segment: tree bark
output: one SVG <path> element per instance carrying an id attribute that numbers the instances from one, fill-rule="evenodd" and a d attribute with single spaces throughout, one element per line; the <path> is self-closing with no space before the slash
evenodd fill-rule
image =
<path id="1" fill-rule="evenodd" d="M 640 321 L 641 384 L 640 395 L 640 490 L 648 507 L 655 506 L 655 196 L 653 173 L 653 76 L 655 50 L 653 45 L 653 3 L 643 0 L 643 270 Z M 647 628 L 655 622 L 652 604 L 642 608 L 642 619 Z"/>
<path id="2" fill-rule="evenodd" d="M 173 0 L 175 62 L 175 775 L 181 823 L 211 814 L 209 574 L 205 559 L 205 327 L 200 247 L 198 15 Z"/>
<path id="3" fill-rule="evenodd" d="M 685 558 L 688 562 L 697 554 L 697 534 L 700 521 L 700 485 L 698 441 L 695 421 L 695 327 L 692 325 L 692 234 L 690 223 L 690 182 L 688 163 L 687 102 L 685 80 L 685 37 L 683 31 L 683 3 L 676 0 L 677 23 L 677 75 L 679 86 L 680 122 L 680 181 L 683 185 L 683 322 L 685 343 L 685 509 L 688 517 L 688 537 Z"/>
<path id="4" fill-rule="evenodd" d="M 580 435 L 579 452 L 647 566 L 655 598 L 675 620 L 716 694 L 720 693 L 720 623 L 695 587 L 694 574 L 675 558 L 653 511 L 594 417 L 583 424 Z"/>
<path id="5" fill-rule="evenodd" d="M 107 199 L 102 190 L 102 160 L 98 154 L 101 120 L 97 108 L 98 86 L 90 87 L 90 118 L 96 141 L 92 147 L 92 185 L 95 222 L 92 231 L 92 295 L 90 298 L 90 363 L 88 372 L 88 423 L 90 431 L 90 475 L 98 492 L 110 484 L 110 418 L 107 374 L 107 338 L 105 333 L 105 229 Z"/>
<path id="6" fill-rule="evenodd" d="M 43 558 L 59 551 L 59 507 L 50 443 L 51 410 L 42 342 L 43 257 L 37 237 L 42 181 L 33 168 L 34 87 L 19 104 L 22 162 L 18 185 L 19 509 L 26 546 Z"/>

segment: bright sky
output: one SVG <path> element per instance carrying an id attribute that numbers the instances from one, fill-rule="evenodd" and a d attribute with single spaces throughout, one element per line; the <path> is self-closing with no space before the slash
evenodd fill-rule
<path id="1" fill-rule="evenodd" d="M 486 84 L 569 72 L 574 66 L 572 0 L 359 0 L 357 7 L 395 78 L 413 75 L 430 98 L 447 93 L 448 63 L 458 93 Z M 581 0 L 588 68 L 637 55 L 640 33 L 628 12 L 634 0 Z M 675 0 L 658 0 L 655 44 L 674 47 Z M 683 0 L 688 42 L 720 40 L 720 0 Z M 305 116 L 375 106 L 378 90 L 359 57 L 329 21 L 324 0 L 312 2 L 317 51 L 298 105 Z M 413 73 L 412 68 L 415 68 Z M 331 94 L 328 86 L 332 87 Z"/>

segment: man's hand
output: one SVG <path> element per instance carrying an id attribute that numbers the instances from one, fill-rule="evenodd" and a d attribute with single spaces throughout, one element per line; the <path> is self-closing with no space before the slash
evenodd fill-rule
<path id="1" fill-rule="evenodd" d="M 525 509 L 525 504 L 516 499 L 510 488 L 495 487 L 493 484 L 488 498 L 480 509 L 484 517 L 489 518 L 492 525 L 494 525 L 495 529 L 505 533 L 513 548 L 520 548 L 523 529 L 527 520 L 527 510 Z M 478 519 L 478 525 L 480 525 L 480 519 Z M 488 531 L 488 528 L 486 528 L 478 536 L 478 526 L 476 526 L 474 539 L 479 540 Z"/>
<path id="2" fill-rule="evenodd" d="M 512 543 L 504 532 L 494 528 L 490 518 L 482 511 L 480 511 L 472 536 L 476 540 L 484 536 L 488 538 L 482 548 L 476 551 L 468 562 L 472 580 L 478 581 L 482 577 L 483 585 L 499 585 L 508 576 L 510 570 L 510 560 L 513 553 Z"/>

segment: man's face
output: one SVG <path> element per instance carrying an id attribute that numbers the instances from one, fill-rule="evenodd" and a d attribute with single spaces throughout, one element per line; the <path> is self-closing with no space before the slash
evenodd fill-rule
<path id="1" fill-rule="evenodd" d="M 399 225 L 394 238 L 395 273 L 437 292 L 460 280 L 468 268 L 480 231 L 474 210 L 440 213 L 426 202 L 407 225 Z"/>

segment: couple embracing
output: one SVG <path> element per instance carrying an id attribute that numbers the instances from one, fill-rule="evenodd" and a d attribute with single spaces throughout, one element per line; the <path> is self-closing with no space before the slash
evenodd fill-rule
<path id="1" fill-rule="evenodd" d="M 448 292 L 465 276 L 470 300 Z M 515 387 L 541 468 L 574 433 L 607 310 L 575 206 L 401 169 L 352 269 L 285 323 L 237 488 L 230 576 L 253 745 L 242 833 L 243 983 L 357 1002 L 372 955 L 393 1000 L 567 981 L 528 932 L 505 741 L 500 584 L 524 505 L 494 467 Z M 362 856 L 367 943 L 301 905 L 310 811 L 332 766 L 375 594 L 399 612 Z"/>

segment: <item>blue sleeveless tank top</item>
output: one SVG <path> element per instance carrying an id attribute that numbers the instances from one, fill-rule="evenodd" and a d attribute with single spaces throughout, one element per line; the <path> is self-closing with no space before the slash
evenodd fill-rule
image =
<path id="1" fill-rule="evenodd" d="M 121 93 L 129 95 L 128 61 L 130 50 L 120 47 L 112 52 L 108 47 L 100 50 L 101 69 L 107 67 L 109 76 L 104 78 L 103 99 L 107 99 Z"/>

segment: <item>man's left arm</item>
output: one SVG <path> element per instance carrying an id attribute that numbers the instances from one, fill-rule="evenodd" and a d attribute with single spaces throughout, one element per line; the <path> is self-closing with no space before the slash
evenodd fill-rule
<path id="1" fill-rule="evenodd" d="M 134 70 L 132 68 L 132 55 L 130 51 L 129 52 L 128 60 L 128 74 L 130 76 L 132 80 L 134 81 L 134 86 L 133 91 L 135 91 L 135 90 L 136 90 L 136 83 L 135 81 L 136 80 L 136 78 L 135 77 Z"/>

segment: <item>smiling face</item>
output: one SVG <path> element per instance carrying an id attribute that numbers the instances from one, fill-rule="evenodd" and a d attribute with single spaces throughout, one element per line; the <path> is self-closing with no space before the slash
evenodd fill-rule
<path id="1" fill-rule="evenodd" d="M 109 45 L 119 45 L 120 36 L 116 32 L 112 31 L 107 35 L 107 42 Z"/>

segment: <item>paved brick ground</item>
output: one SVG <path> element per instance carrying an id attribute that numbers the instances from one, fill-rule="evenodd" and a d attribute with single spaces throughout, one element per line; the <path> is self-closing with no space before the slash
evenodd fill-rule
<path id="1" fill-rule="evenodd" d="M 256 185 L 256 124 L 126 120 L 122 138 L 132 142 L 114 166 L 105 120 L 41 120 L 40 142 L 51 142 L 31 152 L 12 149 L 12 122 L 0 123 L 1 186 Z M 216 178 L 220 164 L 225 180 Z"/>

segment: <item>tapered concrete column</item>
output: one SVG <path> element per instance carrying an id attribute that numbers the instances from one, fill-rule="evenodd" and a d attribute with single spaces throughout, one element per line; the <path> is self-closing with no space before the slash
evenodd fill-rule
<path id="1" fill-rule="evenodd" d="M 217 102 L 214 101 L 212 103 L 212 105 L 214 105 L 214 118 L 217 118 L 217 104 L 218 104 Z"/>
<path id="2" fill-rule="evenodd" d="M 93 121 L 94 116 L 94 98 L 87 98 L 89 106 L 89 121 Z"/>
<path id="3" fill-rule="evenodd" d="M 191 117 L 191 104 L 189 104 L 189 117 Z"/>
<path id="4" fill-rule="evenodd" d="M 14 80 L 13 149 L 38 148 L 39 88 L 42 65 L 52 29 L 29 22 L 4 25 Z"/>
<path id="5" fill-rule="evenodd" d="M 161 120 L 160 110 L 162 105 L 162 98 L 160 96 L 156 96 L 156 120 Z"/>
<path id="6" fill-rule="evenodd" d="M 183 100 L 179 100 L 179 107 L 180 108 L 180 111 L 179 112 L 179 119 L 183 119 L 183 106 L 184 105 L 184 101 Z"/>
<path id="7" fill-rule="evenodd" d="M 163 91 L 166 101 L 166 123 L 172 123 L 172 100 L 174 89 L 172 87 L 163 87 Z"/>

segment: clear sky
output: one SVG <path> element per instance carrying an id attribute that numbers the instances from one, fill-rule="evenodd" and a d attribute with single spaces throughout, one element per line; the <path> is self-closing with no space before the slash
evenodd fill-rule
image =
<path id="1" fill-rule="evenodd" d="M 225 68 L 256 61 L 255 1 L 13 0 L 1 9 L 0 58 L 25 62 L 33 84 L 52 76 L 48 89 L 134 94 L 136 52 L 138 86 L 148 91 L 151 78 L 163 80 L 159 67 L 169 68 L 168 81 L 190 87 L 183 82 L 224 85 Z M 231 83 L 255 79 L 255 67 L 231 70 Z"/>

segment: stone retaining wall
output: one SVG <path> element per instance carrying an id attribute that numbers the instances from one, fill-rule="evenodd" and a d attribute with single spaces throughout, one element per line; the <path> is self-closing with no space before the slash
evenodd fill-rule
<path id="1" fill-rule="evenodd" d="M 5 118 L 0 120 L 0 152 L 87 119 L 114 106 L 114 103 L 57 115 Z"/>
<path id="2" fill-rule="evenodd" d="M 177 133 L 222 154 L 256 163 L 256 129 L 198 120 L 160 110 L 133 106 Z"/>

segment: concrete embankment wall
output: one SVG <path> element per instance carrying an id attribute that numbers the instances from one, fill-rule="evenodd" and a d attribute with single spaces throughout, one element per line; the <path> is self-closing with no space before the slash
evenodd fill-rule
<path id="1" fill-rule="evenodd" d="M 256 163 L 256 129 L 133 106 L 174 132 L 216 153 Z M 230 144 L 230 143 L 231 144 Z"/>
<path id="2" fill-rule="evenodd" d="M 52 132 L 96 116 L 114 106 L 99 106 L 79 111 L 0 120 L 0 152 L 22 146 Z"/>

--

- **SET TASK**:
Reproduce, unchanged, the lines of the material between the line holding "segment: <item>smiling face</item>" and the line holding "256 185 L 256", inclusive.

- **WRITTEN ANSWER**:
segment: <item>smiling face</item>
output: one SVG <path> element per instance carrying an id attribute that numbers the instances from one, fill-rule="evenodd" and a d attribute with single spaces throughout, one element per line; the <path> is self-closing with no space before the slash
evenodd fill-rule
<path id="1" fill-rule="evenodd" d="M 109 45 L 119 45 L 120 36 L 116 32 L 112 31 L 107 35 L 107 42 Z"/>

segment: <item>paved brick ground</item>
output: one SVG <path> element per instance carrying an id attribute that numbers the instances from one, fill-rule="evenodd" and a d attribute with single spaces throughout, one element per line; the <path> is self-closing with no space before the slash
evenodd fill-rule
<path id="1" fill-rule="evenodd" d="M 256 185 L 256 124 L 126 120 L 122 138 L 132 142 L 114 166 L 105 120 L 41 120 L 40 142 L 51 142 L 31 152 L 12 149 L 12 122 L 0 123 L 1 186 Z M 216 178 L 220 164 L 225 180 Z"/>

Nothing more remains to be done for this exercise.